TO DO: What you return must match the records exactly, with every line included.

TASK MATERIAL:
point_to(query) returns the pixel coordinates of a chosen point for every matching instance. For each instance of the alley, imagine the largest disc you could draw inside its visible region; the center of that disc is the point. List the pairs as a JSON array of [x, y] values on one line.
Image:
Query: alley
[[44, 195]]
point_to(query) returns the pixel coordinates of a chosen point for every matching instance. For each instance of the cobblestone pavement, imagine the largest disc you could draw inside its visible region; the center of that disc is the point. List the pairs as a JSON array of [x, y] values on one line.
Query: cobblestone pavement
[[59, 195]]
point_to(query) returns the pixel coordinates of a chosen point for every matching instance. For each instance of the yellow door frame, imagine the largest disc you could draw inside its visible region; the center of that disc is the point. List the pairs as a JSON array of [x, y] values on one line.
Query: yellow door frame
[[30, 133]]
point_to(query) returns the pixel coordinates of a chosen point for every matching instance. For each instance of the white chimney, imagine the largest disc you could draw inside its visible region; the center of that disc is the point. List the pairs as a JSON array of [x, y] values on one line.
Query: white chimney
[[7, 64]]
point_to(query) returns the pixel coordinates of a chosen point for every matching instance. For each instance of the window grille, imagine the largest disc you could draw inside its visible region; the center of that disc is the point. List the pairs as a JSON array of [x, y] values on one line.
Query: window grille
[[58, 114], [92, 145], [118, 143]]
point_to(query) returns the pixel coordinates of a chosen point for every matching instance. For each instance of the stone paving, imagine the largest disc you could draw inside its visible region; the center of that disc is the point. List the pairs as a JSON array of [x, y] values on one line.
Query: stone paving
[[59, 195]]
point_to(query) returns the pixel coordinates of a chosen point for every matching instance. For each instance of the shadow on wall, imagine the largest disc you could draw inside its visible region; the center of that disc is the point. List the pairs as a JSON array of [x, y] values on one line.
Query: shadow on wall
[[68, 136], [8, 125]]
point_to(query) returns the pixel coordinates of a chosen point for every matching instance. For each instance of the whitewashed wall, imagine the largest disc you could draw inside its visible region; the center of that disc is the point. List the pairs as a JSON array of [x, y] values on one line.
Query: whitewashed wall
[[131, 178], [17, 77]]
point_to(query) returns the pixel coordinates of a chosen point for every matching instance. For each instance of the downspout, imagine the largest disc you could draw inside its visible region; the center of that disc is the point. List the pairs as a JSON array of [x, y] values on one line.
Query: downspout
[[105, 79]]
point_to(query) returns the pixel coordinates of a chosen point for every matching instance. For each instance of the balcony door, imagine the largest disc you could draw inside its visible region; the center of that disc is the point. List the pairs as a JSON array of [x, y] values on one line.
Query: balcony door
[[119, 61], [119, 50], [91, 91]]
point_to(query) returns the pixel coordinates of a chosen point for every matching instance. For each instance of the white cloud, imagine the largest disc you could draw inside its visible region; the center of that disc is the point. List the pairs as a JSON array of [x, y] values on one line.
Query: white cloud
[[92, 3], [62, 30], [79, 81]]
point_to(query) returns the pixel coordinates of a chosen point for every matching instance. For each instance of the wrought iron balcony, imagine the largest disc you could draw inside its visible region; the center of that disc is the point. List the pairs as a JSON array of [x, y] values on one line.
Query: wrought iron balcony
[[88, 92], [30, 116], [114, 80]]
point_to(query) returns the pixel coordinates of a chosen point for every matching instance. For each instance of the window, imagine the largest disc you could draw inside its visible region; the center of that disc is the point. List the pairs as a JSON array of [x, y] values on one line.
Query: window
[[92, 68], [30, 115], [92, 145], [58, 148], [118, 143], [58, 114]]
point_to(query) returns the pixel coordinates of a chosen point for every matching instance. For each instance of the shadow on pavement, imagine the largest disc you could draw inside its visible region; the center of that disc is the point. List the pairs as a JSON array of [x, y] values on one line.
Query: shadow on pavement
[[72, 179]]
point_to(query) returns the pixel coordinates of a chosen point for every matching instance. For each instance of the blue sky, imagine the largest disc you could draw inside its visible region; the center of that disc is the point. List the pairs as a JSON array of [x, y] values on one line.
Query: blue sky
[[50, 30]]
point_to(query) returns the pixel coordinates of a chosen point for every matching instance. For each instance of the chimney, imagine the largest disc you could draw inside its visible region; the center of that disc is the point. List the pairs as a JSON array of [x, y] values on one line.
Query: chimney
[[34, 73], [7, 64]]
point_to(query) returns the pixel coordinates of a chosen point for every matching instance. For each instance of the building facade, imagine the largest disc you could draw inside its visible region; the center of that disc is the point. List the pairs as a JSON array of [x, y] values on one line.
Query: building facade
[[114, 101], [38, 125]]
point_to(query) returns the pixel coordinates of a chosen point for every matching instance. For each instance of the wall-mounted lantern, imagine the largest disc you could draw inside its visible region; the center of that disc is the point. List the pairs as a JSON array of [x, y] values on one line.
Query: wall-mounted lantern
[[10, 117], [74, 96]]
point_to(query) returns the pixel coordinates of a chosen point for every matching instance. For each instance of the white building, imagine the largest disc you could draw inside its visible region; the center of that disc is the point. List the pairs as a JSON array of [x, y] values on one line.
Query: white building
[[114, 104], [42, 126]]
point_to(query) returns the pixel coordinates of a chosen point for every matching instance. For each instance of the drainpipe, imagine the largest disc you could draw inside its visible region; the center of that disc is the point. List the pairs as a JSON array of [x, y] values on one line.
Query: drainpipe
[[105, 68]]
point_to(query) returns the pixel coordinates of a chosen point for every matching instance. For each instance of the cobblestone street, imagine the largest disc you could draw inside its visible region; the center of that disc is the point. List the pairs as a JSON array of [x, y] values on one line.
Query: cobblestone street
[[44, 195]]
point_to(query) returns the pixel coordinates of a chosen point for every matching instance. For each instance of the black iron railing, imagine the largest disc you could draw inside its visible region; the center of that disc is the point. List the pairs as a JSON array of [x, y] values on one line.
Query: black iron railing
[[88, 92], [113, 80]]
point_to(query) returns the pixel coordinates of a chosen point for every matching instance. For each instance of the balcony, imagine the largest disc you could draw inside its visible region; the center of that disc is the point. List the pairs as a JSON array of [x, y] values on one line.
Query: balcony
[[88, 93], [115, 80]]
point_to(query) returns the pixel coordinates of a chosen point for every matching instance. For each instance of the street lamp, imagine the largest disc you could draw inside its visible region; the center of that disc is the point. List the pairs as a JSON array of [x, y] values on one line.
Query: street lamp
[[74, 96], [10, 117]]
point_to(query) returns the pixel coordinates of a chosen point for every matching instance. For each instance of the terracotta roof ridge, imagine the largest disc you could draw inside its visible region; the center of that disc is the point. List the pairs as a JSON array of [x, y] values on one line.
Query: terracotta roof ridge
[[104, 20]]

REPLY:
point_to(query) returns the pixel coordinates of a chosen point for every matching instance. For each instance of the alley, imagine the largest disc you could draw inside its visible region; the center of that disc is the point. List the pairs as a JSON array of [x, y] values on one line.
Image:
Query: alley
[[44, 195]]
point_to(query) returns the pixel coordinates of a chosen point for every matching instance. For each instance of the cobblestone pavement, imagine the largest disc you could draw inside its visible region; the center of that disc is the point. List the pairs as a JSON array of [x, y] values on one line.
Query: cobblestone pavement
[[59, 195]]
point_to(query) returns the pixel coordinates of a chosen point for every matching instance. For each instance of the yellow door frame, imagine the largest disc you could draw inside its visible region; the center of that disc is the point. List the pairs as a JSON array of [x, y] values on one line.
Query: yellow door frame
[[30, 133]]
point_to(query) returns the pixel coordinates of a chosen point for every matching instance. For each instance of the white chimney, imagine the largest disc you could draw inside its visible region; the center of that disc is the point. List the pairs as a JSON array of [x, y] values on one line.
Query: white chimney
[[7, 64]]
point_to(query) returns the pixel coordinates of a chosen point for every matching instance. For each instance of the window grille, imagine the largest disc you could draw inside its visible region; the center of that disc is the point. List the pairs as a JSON array of [x, y] values on one line.
Query: window grille
[[58, 114], [92, 145], [118, 143]]
point_to(query) returns the pixel coordinates of a chosen point for every matching instance. For each instance of the stone paving, imagine the largest disc you could draw inside its visible region; the center of that disc is the point. List the pairs as a JSON array of [x, y] values on one line.
Query: stone paving
[[59, 195]]
point_to(query) returns the pixel coordinates of a chosen point for every matching instance. For each instance of the shadow on wall, imagine the largest disc you could draw inside its visible region; the center of that disc is the point. List the pairs as a JSON array of [x, y] values on one line.
Query: shadow on wall
[[68, 136], [8, 125]]
point_to(query) returns the pixel coordinates of a chosen point for every matching instance. For each instance of the whitewashed wall, imagine the largest disc you could draw inside its visible region; the center of that disc is the point. List the pairs as a JSON array of [x, y] values on one line.
Query: whitewashed wall
[[131, 178], [17, 77]]
point_to(query) returns the pixel coordinates of a chosen point for every matching instance. For each instance of the downspout, imagine the largest disc you could draw inside its visible region; the center of that disc is the point. List the pairs as a JSON array of [x, y] values on one line.
Query: downspout
[[105, 79]]
point_to(query) returns the pixel coordinates of a chosen point for every matching instance. For each instance of the balcony door, imagine the largest disc you could draw inside its visible region; the center of that disc is the point. List the pairs as a JSON array of [x, y] values on one line.
Query: balcony door
[[119, 61], [119, 50], [91, 91]]
point_to(query) returns the pixel coordinates of a chosen point for every matching instance. For each instance of the white cloud, imagine the largest disc you could draw inside its visible region; the center of that disc is the point. List the pairs as a JSON array of [x, y] values on one line.
Query: white cloud
[[92, 3], [62, 30], [79, 81]]
point_to(query) returns the pixel coordinates of a chosen point for every matching instance. For each instance of the wrought iron balcony, imagine the largest disc you could draw inside its visible region; the center of that disc is the point. List the pairs as a JSON array of [x, y] values on one line.
Query: wrought iron balcony
[[88, 92], [30, 116], [114, 80]]
point_to(query) returns the pixel coordinates of a chosen point for every matching instance. For each instance of the window, imagine the largest disc you could draw inside its visible region; the center of that disc is the point. List the pairs as a JSON array of [x, y] values on one line.
Query: window
[[92, 68], [30, 115], [92, 145], [58, 148], [118, 143], [58, 114]]
point_to(query) returns the pixel coordinates of a chosen point for every matching instance. For each instance of the shadow on pavement, imagine the largest disc you could draw inside its visible region; the center of that disc is the point. List the pairs as a JSON array of [x, y] values on one line.
Query: shadow on pavement
[[72, 179]]
point_to(query) returns the pixel coordinates of a chosen point for every matching instance. For each instance of the blue sky, imagine the largest disc you could draw inside its visible region; the center of that disc is the point. List the pairs as a JSON array of [x, y] values on one line.
Query: blue sky
[[50, 30]]
point_to(query) returns the pixel coordinates of a chosen point for every matching instance. For each instance of the chimney, imagine the largest disc you could draw inside its visible region; the center of that disc is the point. List the pairs as a JSON array of [x, y] values on one line.
Query: chimney
[[34, 73], [7, 64]]
point_to(query) returns the pixel coordinates of a chosen point for every matching instance. For each instance of the building facade, imagine the largest disc you could draw inside its visible region; the center of that disc is the point. List the pairs as a JSON array of [x, y] values on one line.
Query: building facade
[[114, 101], [38, 125]]
point_to(query) returns the pixel coordinates of a chosen point for every matching instance. For each instance of the wall-mounted lantern, imagine the largest disc you could draw inside its visible region; the center of that disc is the point. List the pairs as a JSON array of [x, y] values on one line.
Query: wall-mounted lantern
[[10, 117], [74, 96]]
point_to(query) returns the pixel coordinates of a chosen point for every matching instance. For each instance of the white building, imagine the largest disc you could draw inside its visible region; the center of that disc is the point. List the pairs as a JSON array of [x, y] values on one line.
Query: white building
[[114, 104], [42, 126]]
point_to(query) returns the pixel coordinates of a chosen point for every matching instance. For each instance of the drainpipe, imagine the largest disc you could draw inside its visible region; the center of that disc is the point. List the pairs as a JSON array of [x, y] values on one line.
Query: drainpipe
[[105, 68]]
point_to(query) returns the pixel coordinates of a chosen point for every matching instance. For each instance of the cobblestone street, imagine the largest disc you could draw inside its visible region; the center of that disc is the point. List the pairs as a JSON array of [x, y] values on one line.
Query: cobblestone street
[[44, 195]]
point_to(query) returns the pixel coordinates of a chosen point for every matching instance. For each instance of the black iron railing, imagine the largest disc you could draw inside its visible region; the center of that disc is the point. List the pairs as a JSON array of [x, y] values on one line.
Query: black iron railing
[[88, 92], [113, 80]]
point_to(query) returns the pixel coordinates of a chosen point for every matching instance. For each instance of the balcony, imagine the largest disc you could draw inside its visible region; the center of that disc is the point. List the pairs as a JSON array of [x, y] values on one line.
Query: balcony
[[88, 93], [115, 80]]
point_to(query) returns the pixel coordinates of a chosen point for every matching instance. For each instance of the street lamp, imagine the largest disc you could draw inside its visible region; the center of that disc is the point. List the pairs as a JSON array of [x, y] values on one line.
Query: street lamp
[[74, 96], [10, 117]]
point_to(query) returns the pixel coordinates of a chosen point for every matching instance. For each instance of the terracotta roof ridge, imagine the largest disc you could draw inside its visible region; the center of that disc is the point. List the pairs as a JSON array of [x, y] values on one line.
Query: terracotta roof ridge
[[104, 20]]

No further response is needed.